Exercise material.

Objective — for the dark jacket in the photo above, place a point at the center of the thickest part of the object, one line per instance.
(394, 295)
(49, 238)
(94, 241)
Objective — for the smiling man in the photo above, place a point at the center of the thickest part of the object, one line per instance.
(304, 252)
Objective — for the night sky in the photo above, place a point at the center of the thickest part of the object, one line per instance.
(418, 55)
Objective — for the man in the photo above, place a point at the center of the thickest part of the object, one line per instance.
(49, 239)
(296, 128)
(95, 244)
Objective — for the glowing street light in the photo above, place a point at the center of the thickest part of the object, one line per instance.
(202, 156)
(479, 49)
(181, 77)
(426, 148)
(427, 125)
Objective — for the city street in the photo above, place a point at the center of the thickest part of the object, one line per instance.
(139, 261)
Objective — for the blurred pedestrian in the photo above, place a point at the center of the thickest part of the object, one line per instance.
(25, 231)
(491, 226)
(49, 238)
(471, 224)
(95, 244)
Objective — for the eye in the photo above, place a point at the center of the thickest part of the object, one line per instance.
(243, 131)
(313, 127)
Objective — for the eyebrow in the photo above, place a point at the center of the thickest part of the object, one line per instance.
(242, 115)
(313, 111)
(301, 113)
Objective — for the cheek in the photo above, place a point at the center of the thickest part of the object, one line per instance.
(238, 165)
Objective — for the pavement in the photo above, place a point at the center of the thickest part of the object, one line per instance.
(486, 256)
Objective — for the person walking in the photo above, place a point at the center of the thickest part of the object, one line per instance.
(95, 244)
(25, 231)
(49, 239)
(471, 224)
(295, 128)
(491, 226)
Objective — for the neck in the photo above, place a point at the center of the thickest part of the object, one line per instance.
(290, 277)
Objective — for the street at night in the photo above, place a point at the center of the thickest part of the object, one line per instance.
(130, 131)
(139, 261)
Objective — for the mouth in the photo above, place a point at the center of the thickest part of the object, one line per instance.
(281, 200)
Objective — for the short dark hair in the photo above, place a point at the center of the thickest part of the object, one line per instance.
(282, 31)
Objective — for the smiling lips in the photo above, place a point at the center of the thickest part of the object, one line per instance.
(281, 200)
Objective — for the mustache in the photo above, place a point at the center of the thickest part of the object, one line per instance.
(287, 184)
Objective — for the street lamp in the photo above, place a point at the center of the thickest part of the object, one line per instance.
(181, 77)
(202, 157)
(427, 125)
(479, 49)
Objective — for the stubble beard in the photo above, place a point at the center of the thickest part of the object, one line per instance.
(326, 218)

* * *

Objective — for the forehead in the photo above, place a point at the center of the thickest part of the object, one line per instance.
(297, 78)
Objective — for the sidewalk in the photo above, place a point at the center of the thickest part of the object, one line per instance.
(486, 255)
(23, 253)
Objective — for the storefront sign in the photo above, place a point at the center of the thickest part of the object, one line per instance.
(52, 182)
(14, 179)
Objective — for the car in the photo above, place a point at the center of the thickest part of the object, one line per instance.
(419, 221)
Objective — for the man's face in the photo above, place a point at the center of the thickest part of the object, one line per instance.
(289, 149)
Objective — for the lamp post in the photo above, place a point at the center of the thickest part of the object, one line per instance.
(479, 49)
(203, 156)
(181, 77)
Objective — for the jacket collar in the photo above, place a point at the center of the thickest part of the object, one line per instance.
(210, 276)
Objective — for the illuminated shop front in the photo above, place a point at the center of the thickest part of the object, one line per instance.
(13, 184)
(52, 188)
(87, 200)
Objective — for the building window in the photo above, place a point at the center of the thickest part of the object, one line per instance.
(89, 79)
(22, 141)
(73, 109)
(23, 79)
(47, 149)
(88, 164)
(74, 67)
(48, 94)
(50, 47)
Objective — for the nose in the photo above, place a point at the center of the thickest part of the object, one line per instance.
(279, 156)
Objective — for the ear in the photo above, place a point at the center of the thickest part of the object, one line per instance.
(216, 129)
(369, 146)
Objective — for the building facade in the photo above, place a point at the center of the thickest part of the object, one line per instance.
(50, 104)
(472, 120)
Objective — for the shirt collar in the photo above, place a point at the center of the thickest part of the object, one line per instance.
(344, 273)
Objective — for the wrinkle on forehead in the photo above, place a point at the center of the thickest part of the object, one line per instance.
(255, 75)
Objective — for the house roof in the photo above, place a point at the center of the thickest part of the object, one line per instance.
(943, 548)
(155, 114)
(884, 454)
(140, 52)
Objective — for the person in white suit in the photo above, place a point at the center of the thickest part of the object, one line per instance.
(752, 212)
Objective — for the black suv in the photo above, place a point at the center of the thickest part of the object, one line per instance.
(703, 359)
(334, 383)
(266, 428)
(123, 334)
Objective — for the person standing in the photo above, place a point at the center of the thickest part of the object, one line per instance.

Exercise instructions. Your answer should consist solely of the lines above from the line with "Objective — for the house" to the line with "Objective — for the person standing", both included, reproduced exactly.

Result for this exercise.
Objective — for the house roof in the photo above, place a point at the center of the thickest part of the object, one line per instance.
(943, 548)
(155, 114)
(884, 454)
(140, 52)
Objective — for the person in white suit in the photo above, place a point at the center of the thickest part of the object, one line per instance.
(752, 212)
Objective — for the black suv in the photo above, place a point at the center of the thickest part of the object, one line per instance.
(703, 359)
(334, 383)
(266, 428)
(123, 334)
Objective — for the person standing in the photo above, place a point at the center of the thickest part of the object, one line per instance.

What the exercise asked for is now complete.